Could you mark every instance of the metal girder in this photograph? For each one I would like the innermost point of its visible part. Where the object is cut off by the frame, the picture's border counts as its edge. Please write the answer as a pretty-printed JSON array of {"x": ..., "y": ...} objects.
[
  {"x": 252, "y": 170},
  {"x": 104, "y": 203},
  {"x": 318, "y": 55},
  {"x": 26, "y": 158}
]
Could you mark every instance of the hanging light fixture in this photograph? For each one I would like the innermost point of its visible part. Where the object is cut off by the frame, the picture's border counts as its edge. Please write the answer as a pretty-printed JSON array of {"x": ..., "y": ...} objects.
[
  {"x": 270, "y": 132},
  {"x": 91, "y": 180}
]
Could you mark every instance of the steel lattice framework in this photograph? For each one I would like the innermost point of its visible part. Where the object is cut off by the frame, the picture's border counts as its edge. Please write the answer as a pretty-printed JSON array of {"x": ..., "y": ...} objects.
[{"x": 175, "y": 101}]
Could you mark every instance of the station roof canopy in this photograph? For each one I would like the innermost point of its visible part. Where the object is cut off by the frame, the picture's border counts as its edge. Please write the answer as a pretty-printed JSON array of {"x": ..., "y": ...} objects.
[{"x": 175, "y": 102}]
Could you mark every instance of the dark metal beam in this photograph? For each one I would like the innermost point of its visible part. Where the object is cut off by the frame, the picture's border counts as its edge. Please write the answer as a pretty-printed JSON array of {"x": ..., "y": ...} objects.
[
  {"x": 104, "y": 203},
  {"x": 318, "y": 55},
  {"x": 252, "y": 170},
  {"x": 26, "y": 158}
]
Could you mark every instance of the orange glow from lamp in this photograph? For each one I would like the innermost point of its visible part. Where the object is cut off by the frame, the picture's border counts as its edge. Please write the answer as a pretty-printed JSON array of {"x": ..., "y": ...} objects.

Stated exercise: Reproduce all of the material above, requests included, with each x and y coordinate in the answers scaled by 0.65 and rounded to the nearest whole number, halves rounded up.

Answer in full:
Could you mark every instance of the metal girder in this photograph? For each one I would like the innermost point of its visible part. Where the object is cut off by the frame, the picture's border counts as its edge. Please write the answer as a pretty-printed JSON array of {"x": ..., "y": ...} objects.
[
  {"x": 164, "y": 111},
  {"x": 68, "y": 132},
  {"x": 207, "y": 36},
  {"x": 17, "y": 103}
]
Could you mark every instance of the hanging light fixture in this photograph? For each one I would like the innermost point of its visible part. Where the object is cut off by the frame, the picture's border counts as its edge. Please write the answer as a pretty-printed JSON array of {"x": ..., "y": ...} objects.
[
  {"x": 176, "y": 86},
  {"x": 59, "y": 117}
]
Could you mark every instance of the steel lattice framework in this photograph? For each one I would like the innermost point of its visible part. Where the object is cut off by the frame, the picture's border counts as its edge. Please write the answer as a pretty-printed JSON array of {"x": ..., "y": ...} objects.
[{"x": 114, "y": 66}]
Could you mark every instance of the station roof canopy in this photograph? For each one I would like the innermost point of its visible part. Where the object is cut off by the frame, the picture's border counts as its edge. Please write the answer as a pretty-printed JSON array of {"x": ..., "y": ...} objects.
[{"x": 114, "y": 66}]
Could you mark every instance of the dark metal beam in this photograph? For each one I would like the innermost point of its visible part. Where the object is cut off by the frame, the picture's border counts as its edge. Please write the answer as a pretty-printed JSON array of {"x": ..., "y": ...} objects.
[
  {"x": 68, "y": 132},
  {"x": 207, "y": 36},
  {"x": 164, "y": 111},
  {"x": 17, "y": 103}
]
Could you mark every instance of the orange glow from lamp in this photograph? For each one I would like the innermost point of its visible part. Where the object is cut off by the frame, the picture's border counts as its edge. Please write the answer as a pretty-printed JSON array of {"x": ..., "y": ...} objects.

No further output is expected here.